SUPPLIED TEXT –

__________________________________________________

That was true on the 486.  The Pentium famously executed one or two
instructions per cycle, depending on whether they are "pairable".  The
Pentium Pro and later can issue up to 3 instructions per cycle,
depending on the instruction types.  If they are the right
instructions, it will sustain that rate over multiple cycles.

Nowadays all the major x86 CPUs issue multiple instructions per clock cycle.

-- Jamie



> 
> > >  So the code may be slower.  The
> > > exact rules depend on the architecture of the cpu.
> > >
> >
> >    It will depend on arch CPU only in case if you have unlimited i$ size.
> >    Servers with 8MB of cache - yes it is faster.
> >    Celeron with 128k of cache - +4bytes == higher probability of i$ miss
> > == lower performance.
> >
> > >
> > >>What gives you an impression that anyone is going to rewrite linux in asm?
> > >>I _only_ saying that compiler-generated asm is not 'good'. It's mediocre.
> > >>Nothing more. I am not asm zealot.
> > >
> > >
> > > I think I would agree with that statement most compiler-generated assembly
> > > code is mediocre in general.  At the same time I would add most human
> > > generated assembly is poor, and a pain to maintain.
> > >
> 
> The compiler-generated assembly is, by design, "universal" so that
> any legal 'C' statement may follow any other legal 'C' statement.
> This means that, at each sequence-point, the assembly generation
> is complete. This results in a lot of code duplication, etc. A
> really good optimizer could, perform a fix-up that, based upon
> the current 'C' code context, remove a lot of redundancy. Currently,
> some such optimization is done by gcc such as loop-unrolling, etc.
> 
> A really good project would be an assembly-optimizer operated
> like:
> 
> 	gcc -O2 -S -o -  prog.c | optimizer | as -o prog.o -
> 
> Just make that optimizer and away you go!  I hate parser and
> other text-based stuff so I'm not a candidate to make one of
> these things.
> 
> > > If you concentrate on those handful of places where you need to
> > > optimize that is reasonable.  Beyond that there simply are not the
> > > developer resources to do good assembly.  And things like algorithmic
> > > transformations in assembly are an absolute nightmare.  Where they are
> > > quite simple in C.
> > >
> > > And if the average generated code quality bothers you enough with C
> > > the compiler can be fixed, or another compiler can be written that
> > > does a better job, and the benefit applies to a lot more code.
> > >
> >
> >    e.g. C-- project: something like C, where you can operate with
> > registers just like another variables. Under DOS was producing .com
> > files witout any overhead: program with only 'int main() { return 0; }'
> > was optimized to one byte 'ret' ;-) But sure it was not complete C
> > implementation.

__________________________________________________

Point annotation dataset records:

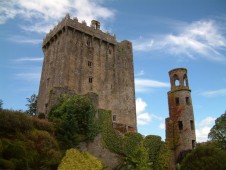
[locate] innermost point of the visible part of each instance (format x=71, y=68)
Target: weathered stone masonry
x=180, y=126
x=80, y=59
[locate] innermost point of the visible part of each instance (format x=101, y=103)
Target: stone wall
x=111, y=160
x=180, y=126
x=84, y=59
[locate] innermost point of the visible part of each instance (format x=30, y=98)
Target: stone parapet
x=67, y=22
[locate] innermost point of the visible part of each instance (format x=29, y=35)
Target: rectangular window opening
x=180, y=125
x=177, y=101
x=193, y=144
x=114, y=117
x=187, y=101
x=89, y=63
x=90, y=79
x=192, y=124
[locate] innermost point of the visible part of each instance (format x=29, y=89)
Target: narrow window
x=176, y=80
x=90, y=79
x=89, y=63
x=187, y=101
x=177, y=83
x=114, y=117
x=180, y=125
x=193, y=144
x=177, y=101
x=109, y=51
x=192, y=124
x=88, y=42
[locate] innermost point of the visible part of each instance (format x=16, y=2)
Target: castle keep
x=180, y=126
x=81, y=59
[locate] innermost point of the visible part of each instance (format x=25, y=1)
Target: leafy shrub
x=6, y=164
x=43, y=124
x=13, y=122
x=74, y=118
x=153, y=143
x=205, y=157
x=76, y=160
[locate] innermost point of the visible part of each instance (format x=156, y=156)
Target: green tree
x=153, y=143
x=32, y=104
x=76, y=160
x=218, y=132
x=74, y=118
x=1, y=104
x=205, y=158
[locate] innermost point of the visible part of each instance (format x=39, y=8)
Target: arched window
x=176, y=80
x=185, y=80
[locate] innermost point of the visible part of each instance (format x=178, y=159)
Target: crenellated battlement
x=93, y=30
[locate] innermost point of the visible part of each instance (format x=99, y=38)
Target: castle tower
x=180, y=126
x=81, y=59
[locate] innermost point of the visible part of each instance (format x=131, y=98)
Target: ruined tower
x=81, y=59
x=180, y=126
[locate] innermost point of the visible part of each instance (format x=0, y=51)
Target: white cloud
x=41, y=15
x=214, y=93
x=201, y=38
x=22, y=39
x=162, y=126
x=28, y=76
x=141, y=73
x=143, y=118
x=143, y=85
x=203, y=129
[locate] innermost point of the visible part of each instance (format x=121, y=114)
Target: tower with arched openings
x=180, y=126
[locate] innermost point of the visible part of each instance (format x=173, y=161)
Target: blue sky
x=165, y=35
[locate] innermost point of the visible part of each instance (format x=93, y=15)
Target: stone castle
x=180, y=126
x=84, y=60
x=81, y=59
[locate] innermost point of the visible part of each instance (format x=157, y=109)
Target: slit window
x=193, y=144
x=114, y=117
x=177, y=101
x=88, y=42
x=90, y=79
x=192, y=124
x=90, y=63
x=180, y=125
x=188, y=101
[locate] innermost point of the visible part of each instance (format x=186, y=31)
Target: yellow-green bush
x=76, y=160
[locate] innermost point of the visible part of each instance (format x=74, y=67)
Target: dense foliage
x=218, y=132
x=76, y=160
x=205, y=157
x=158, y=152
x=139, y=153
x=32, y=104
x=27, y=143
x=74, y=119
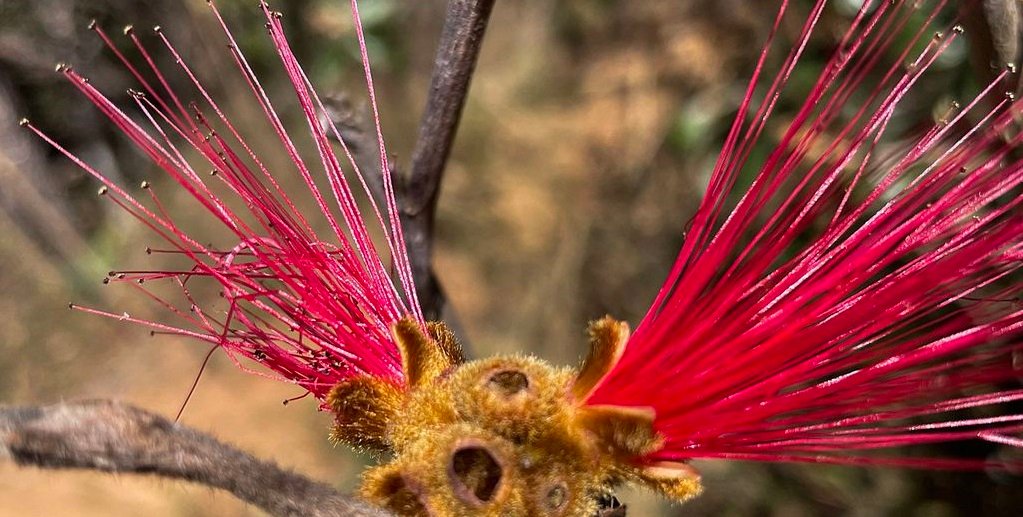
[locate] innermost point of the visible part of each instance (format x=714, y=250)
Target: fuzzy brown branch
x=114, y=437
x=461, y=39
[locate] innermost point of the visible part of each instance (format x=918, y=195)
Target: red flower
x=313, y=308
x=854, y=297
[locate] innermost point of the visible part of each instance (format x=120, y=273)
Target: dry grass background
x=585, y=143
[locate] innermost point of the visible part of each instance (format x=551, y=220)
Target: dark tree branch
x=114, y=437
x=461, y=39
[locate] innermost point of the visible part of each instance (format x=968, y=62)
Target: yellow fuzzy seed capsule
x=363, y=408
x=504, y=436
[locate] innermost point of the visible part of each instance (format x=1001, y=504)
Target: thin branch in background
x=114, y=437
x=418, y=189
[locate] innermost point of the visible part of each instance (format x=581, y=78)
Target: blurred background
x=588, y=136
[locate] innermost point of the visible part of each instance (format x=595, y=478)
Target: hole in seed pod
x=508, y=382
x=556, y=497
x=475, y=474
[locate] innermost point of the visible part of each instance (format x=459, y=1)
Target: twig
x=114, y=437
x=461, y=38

__________________________________________________

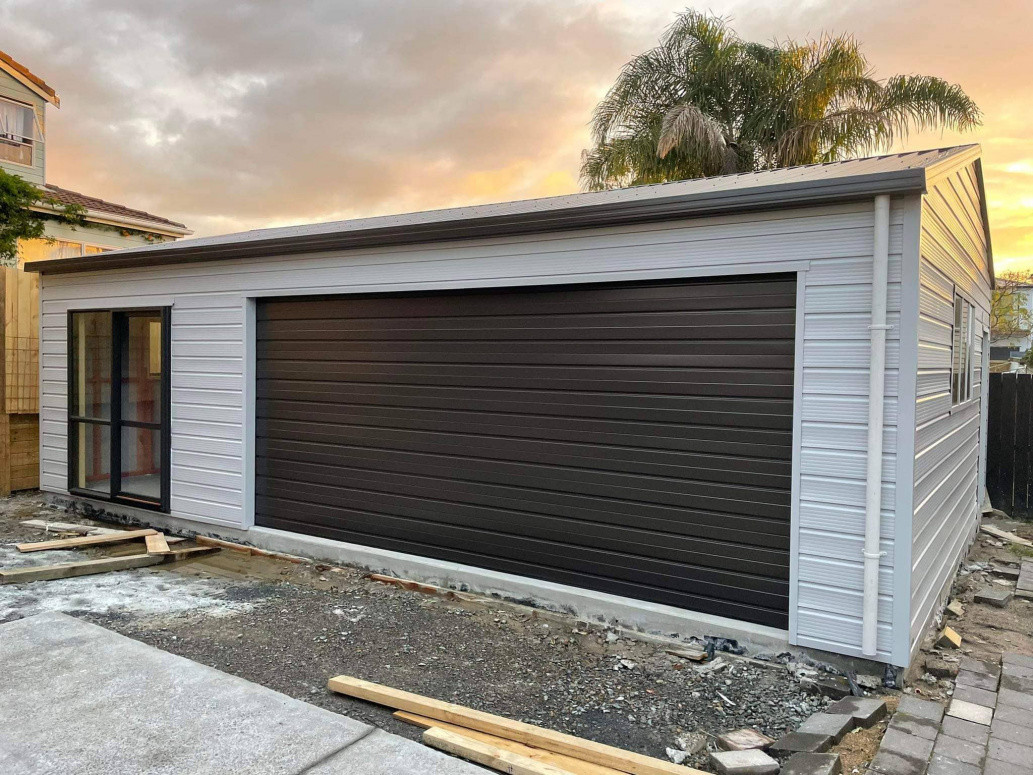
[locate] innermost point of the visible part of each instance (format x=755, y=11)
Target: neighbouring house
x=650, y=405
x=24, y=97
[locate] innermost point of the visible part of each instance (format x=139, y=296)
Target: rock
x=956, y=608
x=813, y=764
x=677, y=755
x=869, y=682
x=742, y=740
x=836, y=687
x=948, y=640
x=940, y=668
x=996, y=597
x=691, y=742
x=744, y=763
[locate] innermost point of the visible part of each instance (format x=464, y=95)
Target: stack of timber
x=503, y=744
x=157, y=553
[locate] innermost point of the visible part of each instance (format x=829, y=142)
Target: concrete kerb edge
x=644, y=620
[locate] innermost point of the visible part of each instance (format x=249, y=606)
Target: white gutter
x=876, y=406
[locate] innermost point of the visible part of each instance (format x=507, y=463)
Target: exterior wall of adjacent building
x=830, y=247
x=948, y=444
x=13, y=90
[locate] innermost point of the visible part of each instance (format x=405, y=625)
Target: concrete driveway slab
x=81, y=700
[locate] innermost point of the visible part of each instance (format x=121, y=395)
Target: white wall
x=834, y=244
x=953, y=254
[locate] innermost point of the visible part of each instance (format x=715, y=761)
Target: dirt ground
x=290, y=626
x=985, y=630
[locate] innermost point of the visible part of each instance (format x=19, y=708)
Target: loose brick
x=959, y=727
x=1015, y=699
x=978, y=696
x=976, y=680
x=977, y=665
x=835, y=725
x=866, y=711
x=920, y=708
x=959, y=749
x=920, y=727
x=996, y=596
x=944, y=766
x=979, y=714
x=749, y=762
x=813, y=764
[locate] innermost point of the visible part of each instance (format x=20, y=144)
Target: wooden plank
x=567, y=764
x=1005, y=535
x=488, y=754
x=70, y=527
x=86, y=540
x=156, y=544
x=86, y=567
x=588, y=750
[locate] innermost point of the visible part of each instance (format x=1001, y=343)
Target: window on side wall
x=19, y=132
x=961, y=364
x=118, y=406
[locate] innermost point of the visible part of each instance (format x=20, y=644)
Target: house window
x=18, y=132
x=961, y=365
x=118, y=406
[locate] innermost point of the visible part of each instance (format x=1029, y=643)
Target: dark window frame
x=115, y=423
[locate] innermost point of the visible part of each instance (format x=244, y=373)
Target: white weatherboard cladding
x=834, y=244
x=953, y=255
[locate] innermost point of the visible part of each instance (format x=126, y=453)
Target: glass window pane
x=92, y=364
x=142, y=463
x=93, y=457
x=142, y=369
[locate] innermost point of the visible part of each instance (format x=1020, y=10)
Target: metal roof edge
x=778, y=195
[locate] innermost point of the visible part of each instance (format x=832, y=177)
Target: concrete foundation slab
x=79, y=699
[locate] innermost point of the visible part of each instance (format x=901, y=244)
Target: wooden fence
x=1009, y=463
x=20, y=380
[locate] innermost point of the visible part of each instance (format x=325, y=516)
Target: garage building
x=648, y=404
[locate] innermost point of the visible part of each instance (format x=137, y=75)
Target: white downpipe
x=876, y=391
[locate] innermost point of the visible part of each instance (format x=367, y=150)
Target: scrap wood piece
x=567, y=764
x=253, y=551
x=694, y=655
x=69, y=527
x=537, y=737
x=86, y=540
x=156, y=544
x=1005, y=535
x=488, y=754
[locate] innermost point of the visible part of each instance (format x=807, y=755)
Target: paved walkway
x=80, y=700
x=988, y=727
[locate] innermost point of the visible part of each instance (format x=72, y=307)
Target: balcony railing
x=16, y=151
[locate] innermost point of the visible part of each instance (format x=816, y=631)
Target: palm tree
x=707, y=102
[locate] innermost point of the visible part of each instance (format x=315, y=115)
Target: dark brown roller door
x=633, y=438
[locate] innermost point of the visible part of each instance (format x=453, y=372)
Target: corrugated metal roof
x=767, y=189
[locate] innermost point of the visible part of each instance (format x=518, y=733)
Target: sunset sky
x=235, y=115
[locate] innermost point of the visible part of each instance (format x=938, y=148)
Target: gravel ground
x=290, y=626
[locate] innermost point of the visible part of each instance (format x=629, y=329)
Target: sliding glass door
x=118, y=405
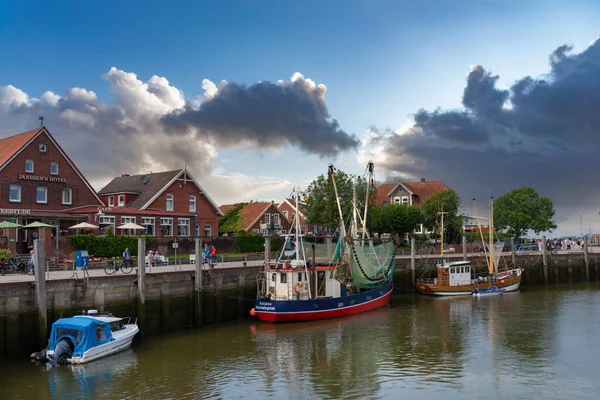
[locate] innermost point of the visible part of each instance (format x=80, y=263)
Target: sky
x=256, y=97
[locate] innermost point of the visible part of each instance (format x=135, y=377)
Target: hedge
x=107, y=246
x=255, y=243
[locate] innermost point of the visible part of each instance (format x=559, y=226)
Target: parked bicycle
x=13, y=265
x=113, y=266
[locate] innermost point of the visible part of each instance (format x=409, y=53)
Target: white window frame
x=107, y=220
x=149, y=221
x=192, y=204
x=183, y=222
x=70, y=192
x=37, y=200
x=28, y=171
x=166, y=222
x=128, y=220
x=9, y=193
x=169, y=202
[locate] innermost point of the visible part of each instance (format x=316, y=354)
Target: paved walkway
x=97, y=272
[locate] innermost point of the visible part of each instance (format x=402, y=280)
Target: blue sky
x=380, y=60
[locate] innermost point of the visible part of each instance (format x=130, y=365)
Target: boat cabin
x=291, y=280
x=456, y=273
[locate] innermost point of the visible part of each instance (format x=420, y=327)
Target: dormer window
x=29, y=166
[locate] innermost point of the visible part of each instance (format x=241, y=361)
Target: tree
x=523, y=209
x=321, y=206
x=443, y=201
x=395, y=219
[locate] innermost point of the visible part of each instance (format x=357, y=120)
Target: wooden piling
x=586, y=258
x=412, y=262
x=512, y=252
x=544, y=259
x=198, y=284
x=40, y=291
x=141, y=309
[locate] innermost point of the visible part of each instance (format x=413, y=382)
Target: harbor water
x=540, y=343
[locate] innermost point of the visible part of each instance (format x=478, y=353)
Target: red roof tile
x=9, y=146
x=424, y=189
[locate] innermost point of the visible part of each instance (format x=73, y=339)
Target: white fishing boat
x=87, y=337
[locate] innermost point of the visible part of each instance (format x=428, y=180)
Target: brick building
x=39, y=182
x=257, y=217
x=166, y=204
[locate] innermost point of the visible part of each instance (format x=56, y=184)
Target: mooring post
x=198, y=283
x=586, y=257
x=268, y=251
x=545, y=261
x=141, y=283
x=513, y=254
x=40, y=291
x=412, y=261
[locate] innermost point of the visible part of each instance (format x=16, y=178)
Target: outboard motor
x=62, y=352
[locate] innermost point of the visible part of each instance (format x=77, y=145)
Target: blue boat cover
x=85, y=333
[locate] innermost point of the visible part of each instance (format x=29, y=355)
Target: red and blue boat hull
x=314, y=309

__________________________________________________

THE REQUEST – Rewrite the portion of the thread excerpt that opens with the words "Nowadays all the" and closes with "it is faster.", substituting "Workstations" for "Servers". These rows were drawn from a separate source.

THE RESPONSE –
Nowadays all the major x86 CPUs issue multiple instructions per clock cycle.

-- Jamie



> 
> > >  So the code may be slower.  The
> > > exact rules depend on the architecture of the cpu.
> > >
> >
> >    It will depend on arch CPU only in case if you have unlimited i$ size.
> >    Workstations with 8MB of cache - yes it is faster.